Exercise: Below are entries to be transcribed exactly; exclude the pictures from the copy.

Task input:
========================================

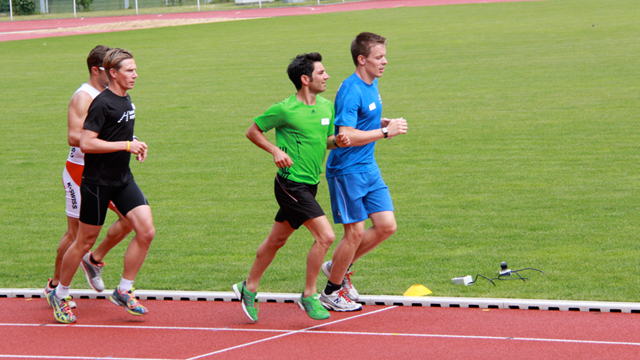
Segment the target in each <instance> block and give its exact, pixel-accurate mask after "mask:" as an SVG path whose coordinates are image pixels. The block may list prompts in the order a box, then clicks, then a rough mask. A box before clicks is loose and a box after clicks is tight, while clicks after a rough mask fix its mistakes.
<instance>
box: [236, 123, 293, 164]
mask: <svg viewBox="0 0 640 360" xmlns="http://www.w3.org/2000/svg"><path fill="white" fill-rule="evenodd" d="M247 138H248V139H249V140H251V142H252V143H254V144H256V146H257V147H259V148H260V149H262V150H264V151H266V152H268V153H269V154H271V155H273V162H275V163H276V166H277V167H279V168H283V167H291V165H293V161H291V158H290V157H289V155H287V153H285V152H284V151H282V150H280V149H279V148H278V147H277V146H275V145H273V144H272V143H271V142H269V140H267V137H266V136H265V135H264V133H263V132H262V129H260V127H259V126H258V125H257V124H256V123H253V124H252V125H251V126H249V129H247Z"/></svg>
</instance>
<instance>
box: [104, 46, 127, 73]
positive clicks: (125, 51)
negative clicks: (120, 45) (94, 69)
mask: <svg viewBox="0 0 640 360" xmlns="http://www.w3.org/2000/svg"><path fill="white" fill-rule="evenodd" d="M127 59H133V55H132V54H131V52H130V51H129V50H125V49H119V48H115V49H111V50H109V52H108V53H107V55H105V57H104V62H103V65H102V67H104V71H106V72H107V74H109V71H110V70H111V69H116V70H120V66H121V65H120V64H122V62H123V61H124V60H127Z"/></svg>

========================================

Output of the task:
Segment the target in each <instance> block and give its exact, pixel-accurate mask after "mask:" as an SVG path whose coordinates are image pixels. The block may list prompts in the order a box, then clicks, then a rough mask. A box before clicks is loose and a box after clicks is tight, while clicks after a rough mask fix its mistakes.
<instance>
box: [236, 123, 293, 164]
mask: <svg viewBox="0 0 640 360" xmlns="http://www.w3.org/2000/svg"><path fill="white" fill-rule="evenodd" d="M247 138H248V139H249V140H251V142H252V143H254V144H256V146H257V147H259V148H260V149H262V150H264V151H266V152H268V153H269V154H271V155H273V162H275V163H276V166H277V167H279V168H283V167H291V165H293V161H291V158H290V157H289V155H287V153H285V152H284V151H282V150H280V149H279V148H278V147H277V146H275V145H273V144H272V143H271V142H269V140H267V137H266V136H265V135H264V133H263V132H262V129H260V127H259V126H258V125H257V124H256V123H253V124H252V125H251V126H249V129H247Z"/></svg>
</instance>
<instance>
box: [104, 46, 127, 73]
positive clicks: (125, 51)
negative clicks: (120, 45) (94, 69)
mask: <svg viewBox="0 0 640 360" xmlns="http://www.w3.org/2000/svg"><path fill="white" fill-rule="evenodd" d="M127 59H133V55H132V54H131V52H130V51H129V50H125V49H119V48H115V49H111V50H109V52H108V53H107V55H105V57H104V62H103V65H102V67H104V71H106V72H107V74H109V71H110V70H111V69H116V70H120V66H121V65H120V64H122V62H123V61H124V60H127Z"/></svg>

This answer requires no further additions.